Please convert the data below into a JSON list of strings, one string per line, beginning at the line that contains "Where can the brown" and ending with the last line of the data. Leave out any blank lines.

Information supplied:
— BEGIN —
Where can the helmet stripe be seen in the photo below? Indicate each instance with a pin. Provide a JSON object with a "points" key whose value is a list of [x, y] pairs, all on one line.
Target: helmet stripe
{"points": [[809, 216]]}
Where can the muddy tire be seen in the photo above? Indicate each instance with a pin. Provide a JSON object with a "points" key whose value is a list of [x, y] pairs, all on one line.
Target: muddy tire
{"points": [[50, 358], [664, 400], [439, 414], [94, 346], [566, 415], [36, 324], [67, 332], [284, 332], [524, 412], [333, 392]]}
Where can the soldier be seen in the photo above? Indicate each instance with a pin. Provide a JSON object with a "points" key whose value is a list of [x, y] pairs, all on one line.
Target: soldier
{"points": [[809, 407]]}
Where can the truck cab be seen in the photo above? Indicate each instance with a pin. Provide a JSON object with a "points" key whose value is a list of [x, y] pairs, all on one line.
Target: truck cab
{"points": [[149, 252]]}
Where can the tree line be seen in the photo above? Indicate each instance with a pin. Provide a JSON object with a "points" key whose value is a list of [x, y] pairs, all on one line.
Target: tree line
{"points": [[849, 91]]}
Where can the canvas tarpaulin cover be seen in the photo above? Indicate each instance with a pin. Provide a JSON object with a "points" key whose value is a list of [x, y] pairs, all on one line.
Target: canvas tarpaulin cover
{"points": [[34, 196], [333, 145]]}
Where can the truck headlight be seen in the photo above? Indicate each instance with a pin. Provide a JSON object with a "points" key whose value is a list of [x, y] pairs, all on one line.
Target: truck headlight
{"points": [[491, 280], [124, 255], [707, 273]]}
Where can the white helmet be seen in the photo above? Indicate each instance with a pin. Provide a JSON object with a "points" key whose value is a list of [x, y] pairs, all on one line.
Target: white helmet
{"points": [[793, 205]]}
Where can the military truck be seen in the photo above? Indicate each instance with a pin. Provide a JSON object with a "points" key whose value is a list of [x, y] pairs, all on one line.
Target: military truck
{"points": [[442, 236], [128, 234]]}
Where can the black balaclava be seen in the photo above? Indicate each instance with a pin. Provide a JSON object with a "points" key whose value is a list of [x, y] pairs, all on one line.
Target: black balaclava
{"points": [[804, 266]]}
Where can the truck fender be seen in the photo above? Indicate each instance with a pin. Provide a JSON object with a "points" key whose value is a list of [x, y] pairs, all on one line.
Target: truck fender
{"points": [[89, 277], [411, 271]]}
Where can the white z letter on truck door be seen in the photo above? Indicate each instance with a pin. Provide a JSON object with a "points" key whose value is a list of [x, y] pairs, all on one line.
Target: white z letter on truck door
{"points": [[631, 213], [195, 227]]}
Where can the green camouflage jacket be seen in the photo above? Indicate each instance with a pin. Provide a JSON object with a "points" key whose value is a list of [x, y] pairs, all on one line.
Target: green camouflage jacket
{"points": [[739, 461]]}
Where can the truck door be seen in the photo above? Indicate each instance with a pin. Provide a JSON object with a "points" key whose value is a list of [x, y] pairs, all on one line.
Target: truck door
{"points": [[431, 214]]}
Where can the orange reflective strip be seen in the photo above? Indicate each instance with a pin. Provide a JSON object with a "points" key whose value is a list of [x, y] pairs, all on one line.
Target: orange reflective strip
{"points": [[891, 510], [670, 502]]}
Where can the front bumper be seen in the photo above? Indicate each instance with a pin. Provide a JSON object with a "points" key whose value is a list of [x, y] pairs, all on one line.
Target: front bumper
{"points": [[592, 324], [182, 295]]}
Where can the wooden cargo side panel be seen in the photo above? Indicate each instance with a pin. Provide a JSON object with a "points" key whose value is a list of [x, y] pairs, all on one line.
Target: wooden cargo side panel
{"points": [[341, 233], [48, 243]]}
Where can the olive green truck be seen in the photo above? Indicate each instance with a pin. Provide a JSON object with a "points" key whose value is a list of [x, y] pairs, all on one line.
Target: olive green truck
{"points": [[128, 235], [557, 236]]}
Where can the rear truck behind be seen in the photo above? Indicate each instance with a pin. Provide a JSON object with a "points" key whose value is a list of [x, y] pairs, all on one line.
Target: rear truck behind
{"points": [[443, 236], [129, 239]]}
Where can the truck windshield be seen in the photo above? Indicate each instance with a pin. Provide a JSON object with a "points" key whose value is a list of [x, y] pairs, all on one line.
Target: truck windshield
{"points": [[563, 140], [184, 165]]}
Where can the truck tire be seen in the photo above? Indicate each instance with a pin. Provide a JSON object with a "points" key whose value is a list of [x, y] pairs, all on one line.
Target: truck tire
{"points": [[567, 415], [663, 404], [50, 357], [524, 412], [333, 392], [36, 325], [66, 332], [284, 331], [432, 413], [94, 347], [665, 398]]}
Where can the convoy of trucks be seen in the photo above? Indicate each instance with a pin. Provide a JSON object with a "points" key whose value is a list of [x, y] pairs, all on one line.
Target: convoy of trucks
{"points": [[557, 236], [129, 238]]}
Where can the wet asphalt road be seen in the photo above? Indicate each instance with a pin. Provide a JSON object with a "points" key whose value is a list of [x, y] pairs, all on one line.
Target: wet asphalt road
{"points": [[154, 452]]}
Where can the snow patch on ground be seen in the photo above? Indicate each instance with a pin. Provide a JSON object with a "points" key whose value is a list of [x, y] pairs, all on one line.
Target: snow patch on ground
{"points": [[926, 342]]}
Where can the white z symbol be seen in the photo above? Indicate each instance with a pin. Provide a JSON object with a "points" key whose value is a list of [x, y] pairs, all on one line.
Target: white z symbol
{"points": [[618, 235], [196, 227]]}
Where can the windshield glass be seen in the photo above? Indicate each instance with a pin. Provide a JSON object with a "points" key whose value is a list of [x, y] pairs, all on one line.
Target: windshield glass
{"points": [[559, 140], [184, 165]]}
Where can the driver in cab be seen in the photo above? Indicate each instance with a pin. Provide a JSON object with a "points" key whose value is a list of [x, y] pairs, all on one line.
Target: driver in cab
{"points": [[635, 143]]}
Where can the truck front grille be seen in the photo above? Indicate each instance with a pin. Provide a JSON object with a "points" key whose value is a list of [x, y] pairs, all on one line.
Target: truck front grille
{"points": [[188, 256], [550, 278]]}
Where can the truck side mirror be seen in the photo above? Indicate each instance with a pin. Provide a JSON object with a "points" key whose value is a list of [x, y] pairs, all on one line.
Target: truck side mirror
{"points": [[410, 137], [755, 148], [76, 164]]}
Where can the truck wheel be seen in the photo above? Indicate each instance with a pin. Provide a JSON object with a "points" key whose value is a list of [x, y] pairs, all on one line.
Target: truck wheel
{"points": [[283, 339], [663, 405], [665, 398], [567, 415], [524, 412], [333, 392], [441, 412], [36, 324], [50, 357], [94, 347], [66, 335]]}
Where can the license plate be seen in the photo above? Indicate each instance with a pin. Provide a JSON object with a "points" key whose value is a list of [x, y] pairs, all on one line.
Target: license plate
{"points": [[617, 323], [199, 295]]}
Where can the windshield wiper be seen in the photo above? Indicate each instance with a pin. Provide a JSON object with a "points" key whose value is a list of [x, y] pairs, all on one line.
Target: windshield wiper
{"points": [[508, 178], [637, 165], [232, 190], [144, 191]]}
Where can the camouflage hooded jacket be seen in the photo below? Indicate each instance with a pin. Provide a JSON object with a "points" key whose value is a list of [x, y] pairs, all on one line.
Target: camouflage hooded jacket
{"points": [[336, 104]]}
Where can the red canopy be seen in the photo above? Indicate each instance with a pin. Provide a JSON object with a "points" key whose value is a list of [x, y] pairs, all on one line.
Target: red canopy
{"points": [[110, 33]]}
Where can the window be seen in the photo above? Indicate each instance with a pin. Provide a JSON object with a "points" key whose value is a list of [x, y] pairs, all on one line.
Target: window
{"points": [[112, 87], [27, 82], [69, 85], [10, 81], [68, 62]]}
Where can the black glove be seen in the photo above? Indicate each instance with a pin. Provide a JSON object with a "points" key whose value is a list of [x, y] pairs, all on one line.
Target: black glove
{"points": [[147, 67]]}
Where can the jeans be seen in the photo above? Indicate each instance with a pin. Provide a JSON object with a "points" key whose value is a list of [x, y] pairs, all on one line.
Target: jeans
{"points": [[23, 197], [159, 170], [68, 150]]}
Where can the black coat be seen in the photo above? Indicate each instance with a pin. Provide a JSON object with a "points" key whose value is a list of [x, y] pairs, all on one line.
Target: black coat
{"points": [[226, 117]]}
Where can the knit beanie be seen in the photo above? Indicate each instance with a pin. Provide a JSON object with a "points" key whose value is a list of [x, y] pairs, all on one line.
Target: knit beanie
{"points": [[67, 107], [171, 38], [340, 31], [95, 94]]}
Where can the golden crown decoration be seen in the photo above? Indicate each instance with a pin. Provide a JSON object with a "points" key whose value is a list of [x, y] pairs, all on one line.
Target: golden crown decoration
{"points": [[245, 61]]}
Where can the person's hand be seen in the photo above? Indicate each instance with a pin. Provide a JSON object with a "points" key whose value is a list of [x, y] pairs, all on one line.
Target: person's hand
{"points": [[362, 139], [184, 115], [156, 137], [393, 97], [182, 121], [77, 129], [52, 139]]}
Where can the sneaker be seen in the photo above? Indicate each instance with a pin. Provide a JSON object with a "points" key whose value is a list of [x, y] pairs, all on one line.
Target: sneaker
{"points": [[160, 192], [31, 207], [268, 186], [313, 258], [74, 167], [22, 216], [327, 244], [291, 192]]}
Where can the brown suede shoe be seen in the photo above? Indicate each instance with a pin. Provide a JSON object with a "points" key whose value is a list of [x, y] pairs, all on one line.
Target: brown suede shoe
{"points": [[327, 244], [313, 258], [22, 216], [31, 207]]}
— END —
Final result:
[
  "Where can the brown suede shoe be seen in the photo above? Indicate each instance with a pin. Provide a JSON object with a \"points\" key whose value is a list of [x, y] pairs, all on one line.",
  "Target: brown suede shoe",
  "{\"points\": [[327, 244], [313, 258], [22, 216], [31, 207]]}"
]